(Stored data)

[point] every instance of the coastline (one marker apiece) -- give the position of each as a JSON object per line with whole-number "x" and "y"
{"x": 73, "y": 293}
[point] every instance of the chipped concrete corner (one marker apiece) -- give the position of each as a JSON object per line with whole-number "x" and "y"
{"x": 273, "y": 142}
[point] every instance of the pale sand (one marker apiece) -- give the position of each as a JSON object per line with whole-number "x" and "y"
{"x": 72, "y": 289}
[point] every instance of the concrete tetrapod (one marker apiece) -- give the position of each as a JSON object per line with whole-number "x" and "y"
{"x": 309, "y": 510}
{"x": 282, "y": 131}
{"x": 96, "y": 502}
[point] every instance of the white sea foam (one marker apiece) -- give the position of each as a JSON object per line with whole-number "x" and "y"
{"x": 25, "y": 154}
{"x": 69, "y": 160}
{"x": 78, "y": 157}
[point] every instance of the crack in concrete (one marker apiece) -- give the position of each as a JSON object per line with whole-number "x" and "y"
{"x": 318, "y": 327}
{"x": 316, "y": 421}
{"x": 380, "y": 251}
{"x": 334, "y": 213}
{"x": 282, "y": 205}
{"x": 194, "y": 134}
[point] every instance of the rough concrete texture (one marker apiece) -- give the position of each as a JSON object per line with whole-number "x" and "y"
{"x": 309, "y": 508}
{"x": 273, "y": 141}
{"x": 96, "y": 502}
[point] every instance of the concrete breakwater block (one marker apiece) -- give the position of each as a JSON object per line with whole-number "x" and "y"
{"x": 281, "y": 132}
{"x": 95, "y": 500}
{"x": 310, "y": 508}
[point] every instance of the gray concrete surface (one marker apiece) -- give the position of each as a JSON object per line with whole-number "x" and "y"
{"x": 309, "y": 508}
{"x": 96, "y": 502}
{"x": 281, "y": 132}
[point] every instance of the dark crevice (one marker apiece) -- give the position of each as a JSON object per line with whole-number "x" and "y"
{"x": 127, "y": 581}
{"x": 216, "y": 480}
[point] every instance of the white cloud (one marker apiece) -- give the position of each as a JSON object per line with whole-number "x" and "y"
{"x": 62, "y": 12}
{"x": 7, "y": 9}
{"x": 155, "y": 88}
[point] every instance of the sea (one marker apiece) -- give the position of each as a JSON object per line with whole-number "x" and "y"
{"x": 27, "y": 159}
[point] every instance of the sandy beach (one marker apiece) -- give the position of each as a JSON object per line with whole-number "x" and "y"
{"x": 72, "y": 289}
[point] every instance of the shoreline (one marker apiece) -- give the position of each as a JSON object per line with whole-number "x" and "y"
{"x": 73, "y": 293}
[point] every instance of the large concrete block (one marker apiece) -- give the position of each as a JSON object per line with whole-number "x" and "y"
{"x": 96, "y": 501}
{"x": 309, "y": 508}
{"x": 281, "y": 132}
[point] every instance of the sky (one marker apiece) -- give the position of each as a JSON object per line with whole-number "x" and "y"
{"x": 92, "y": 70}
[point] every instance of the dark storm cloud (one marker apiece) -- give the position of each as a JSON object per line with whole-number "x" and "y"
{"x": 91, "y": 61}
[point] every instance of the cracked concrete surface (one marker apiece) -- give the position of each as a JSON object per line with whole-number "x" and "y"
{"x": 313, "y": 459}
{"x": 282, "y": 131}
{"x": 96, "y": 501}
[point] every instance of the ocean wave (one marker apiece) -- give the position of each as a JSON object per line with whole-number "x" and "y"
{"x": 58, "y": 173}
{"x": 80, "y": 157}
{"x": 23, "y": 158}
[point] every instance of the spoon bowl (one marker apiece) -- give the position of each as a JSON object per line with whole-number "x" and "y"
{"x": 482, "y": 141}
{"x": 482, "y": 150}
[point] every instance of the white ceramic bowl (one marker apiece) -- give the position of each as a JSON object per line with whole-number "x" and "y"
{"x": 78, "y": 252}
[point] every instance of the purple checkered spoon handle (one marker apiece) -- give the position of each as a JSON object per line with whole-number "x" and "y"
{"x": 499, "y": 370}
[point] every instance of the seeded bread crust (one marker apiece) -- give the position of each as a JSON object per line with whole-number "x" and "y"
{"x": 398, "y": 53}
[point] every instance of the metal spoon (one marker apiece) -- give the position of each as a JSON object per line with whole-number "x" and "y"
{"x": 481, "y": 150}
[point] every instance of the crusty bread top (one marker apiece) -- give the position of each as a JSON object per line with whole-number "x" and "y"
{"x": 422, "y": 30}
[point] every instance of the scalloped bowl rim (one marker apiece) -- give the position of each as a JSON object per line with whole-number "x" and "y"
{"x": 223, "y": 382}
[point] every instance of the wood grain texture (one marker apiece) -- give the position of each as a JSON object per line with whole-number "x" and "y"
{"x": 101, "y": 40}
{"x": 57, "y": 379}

• _Given task_
Express the lines of the listing as a JSON list of strings, one string per line and with blank lines omitted, starting at the line that contains "[point] every instance of the wood" and running through the end of the listing, both ends included.

• _Result_
[
  "[point] every instance of the wood grain texture (one marker apiece) -- give the position of each as a JSON object per line with whole-number \"x\" and \"y\"",
  "{\"x\": 101, \"y\": 40}",
  "{\"x\": 57, \"y\": 379}"
]